Reproduce the listing below verbatim, from the line that contains "Where can you spot the clear" through the end of the listing. Include both of those ends and nothing else.

====== Records for the exercise

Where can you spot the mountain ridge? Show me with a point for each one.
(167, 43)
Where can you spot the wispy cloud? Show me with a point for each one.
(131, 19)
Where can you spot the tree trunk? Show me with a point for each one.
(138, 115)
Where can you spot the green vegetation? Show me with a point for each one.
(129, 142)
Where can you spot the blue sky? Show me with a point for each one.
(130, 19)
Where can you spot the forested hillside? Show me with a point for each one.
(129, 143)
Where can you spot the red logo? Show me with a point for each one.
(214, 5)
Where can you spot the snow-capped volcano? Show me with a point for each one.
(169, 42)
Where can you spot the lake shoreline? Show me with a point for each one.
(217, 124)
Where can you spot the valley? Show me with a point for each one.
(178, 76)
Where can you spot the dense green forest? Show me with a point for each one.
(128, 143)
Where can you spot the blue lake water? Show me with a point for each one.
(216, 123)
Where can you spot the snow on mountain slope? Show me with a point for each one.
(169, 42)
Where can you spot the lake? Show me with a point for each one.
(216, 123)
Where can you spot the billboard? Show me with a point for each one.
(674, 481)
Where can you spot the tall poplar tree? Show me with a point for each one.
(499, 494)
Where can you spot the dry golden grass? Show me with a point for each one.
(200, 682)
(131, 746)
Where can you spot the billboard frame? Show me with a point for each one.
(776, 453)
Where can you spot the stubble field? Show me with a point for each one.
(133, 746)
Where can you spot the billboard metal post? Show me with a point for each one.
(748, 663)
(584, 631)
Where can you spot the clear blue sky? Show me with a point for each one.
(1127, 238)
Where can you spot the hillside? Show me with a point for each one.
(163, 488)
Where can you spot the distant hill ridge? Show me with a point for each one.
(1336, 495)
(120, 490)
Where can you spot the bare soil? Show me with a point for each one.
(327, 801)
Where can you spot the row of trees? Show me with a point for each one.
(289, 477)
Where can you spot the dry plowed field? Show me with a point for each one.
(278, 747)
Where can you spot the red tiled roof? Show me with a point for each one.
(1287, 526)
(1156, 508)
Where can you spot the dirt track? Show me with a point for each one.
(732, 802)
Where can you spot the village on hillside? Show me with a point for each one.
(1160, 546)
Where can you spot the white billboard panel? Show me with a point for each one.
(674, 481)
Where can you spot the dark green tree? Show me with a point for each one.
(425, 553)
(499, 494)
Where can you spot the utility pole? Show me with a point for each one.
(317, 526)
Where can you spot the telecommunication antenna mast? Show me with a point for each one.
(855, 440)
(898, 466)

============

## Solved exercise
Where can you spot the clear blue sky? Show me with a point for each one.
(1127, 238)
Where can you spot the hillside? Show me with a point for each one.
(163, 488)
Where can you spot the distant hill ridge? Show me with a point for each one.
(1336, 495)
(120, 490)
Where can you spot the bare soil? Show me with a point for each one.
(327, 801)
Where can you spot the row of trees? Show me with a point for each one.
(289, 477)
Where can you spot the dry plowed field? Show me with a point for each one.
(278, 747)
Where can you spot the red tiled roof? Show me with a point for each one.
(1287, 526)
(1156, 508)
Where can you spot the dirt track? Show me with a point for each one.
(732, 802)
Where can you spot the village on hillside? Show me with a point for each one.
(1160, 546)
Where can you spot the white billboard panel? Show me with a point for each one.
(674, 481)
Where can you spot the dark green tree? Show me with a point for each one.
(425, 553)
(499, 494)
Where can you spot the utility pole? Show me with a point for each one.
(317, 526)
Where can you spot the telecommunication antenna mast? Show me with a point for each one.
(855, 440)
(898, 466)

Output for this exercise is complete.